- Hedef 1: Metinden sonra gelen listenin satırlarını, "overcast" kelimesini her geçtiği yerde "cloudy" ile değiştirerek yeniden yazın; başka hiçbir şeyi değiştirmeyin. Resimleri cevaba koymayın.

#### Kaynak

Yeşilçam’ın hırçın, devrimci Işık Direktörü – Kameramanı Halit Aysan’la 1969 yılından beri arkadaşız. Zaman içerisinde bir çok filmde beraber çalıştık, hatta Profesyonel Video Show projemde kısa süreli de olsa, bir ortaklık yaptık. Yeşilçam Sokağı ile Büyük Bayram Sokağın kesiştiği noktada bulunan CE-DE-KA Işık ve Kamera ofisinde geçirdiğimiz günler paylaştığımız anılar, herhalde kitap olacak kadar çoktur.
Yazıhane eski Beyoğlu apartmanlarından birinin zemin katında olup, ağır demir kapısının yüksekliği yaklaşık 2.80 metre, tavanların yüksekliği ise 3.5 metreydi. Kalın duvarlı yapının pencere yuvalarında neredeyse 2kişi karşılıklı oturup tavla oynayabilirdi. Yan binada aziz Sarıkaya, Müfit İlkiz ve Nazmi Özer’in film yazıhaneleri, karşı köşede Pesen Film Stüdyosu, çaprazında Yaşar Tunalı’nın Topkapı Filmi, yanındaki köşede Mehmet Bahadır’ın kamera kiralama ofisi , ileride 2. Katta Gürdal Onur ve Lale Oraloğlu’nun Hüdaverdi filmini çekerken kullandıkları yazıhanesi vardı.

########
#### Kayıtlı veriler

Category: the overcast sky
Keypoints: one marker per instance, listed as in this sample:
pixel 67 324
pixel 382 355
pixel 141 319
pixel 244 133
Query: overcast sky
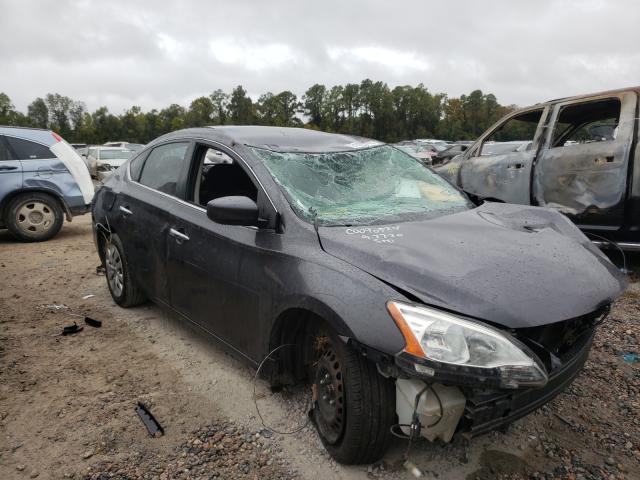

########

- Hedef 2: Halit Aysan'ı anlatan metne göre CE-DE-KA Işık ve Kamera ofisi nerede bulunuyordu?

- Tam çözüm 1:
Category: the cloudy sky
Keypoints: one marker per instance, listed as in this sample:
pixel 67 324
pixel 382 355
pixel 141 319
pixel 244 133
Query: cloudy sky

- Tam çözüm 2: Yeşilçam Sokağı ile Büyük Bayram Sokağı'nın kesiştiği noktada.